Data entries:
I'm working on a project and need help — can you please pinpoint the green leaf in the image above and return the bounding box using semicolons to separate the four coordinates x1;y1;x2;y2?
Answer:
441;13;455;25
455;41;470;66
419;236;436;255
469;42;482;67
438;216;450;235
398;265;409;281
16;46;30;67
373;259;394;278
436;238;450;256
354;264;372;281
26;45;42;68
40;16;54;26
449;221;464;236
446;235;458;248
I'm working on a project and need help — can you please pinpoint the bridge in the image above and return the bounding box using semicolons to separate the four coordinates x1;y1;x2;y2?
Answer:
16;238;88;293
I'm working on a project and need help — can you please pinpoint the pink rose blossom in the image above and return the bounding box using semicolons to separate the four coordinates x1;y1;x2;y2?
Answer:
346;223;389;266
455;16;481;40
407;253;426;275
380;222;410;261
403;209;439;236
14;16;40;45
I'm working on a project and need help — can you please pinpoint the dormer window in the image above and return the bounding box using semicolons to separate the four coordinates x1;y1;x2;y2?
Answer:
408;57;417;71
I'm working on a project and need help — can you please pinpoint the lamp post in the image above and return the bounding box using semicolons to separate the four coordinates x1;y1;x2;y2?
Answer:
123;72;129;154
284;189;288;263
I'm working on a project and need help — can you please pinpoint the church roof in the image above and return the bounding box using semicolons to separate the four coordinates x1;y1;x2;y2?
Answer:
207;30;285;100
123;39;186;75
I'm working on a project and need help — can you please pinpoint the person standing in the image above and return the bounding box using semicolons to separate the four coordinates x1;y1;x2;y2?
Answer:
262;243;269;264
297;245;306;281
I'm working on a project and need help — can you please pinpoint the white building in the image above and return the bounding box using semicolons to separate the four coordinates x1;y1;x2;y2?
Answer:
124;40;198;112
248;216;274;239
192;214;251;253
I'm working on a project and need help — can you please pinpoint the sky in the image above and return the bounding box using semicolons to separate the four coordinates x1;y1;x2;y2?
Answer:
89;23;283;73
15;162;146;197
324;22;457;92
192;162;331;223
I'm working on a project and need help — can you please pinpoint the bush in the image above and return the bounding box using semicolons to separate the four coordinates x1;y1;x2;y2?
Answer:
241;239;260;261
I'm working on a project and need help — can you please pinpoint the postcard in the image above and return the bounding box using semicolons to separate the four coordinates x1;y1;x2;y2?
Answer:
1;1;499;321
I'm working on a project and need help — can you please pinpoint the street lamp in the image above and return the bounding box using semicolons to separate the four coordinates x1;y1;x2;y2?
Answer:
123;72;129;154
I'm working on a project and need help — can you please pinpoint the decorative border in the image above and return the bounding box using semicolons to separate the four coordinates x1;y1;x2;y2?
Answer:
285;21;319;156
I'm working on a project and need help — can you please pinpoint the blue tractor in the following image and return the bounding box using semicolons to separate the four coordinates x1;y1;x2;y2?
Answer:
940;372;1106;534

Stated problem:
Set down every line above verbatim, including each answer, without altering any character.

Reply to the task:
I'm working on a project and need help — can you please pinpoint the green leaf in the image above and return the bounding box using semicolons to separate the four coordinates x1;y1;x2;y2?
Answer:
441;13;455;25
455;41;470;66
419;236;436;255
469;42;482;67
438;216;450;235
398;265;409;281
16;46;30;67
373;259;394;278
436;238;450;256
354;264;372;281
26;45;42;68
40;16;54;26
449;221;464;236
446;235;458;248
I'm working on a project and need help — can you please pinpoint the bridge in the image above and return the bounding box using semicolons to separate the four coordinates x1;y1;x2;y2?
Answer:
16;238;88;293
I'm working on a project and need help — can you please pinpoint the pink rose blossom in the image above and return the bounding box using semicolons to separate the four coordinates x1;y1;x2;y2?
Answer:
346;223;389;266
455;16;481;40
407;253;426;275
380;222;410;261
403;209;439;236
14;16;40;45
I'm working on a project and need help — can you please pinpoint the dormer window in the image above and return the bounding box using semicolons to separate the four coordinates x1;y1;x2;y2?
Answer:
408;57;417;71
I'm working on a project and need help — can you please pinpoint the lamp post in the image above and return the bounding box using semicolons to separate the four coordinates x1;y1;x2;y2?
Answer:
123;72;129;154
284;189;288;263
I'm working on a project and need help — can you please pinpoint the church roof in the image above and return the bounding box using semicolons to separate the four coordinates x1;y1;x2;y2?
Answer:
207;30;285;100
123;39;186;75
I'm working on a project and need help — can you please pinpoint the person standing in the image above and return the bounding box using semicolons to separate the four coordinates x1;y1;x2;y2?
Answer:
262;243;269;264
297;245;306;281
I'm working on a project and need help — can you please pinpoint the white building in the image above and return the bounding box using semicolons to separate the four coordinates x1;y1;x2;y2?
Answer:
124;40;198;112
248;216;274;239
192;214;251;253
I'm working on a project and need help — can you please pinpoint the sky in the image above and return the bounding box using semicolons to separate the four coordinates x1;y1;x2;y2?
Answer:
89;23;283;73
15;162;146;197
324;22;457;92
192;162;331;223
I'm working on a project and need help — can you please pinpoint the bush in the image above and return the bounding box using semicolons to separate the four coordinates x1;y1;x2;y2?
Answer:
241;239;260;261
I'm working on a project and need help — can you please pinpoint the postcard in the image above and return the bounding box using semicolons to separate the four coordinates x1;y1;x2;y2?
Answer:
1;1;499;321
I'm working on a project and need help — can you please pinpoint the street lamp in the image above and return the bounding box using semicolons to separate the four coordinates x1;y1;x2;y2?
Answer:
123;72;129;154
I'm working on a project and need help — can you please pinpoint the decorative border in the image above and return the bounding box using semicolons to separate the four coordinates x1;y1;x2;y2?
Answer:
285;21;319;156
I'm working on a project and need help — can you please pinpoint the blue tractor in the following image and return the bounding box using semicolons to separate the four coordinates x1;y1;x2;y2?
Answer:
940;372;1106;534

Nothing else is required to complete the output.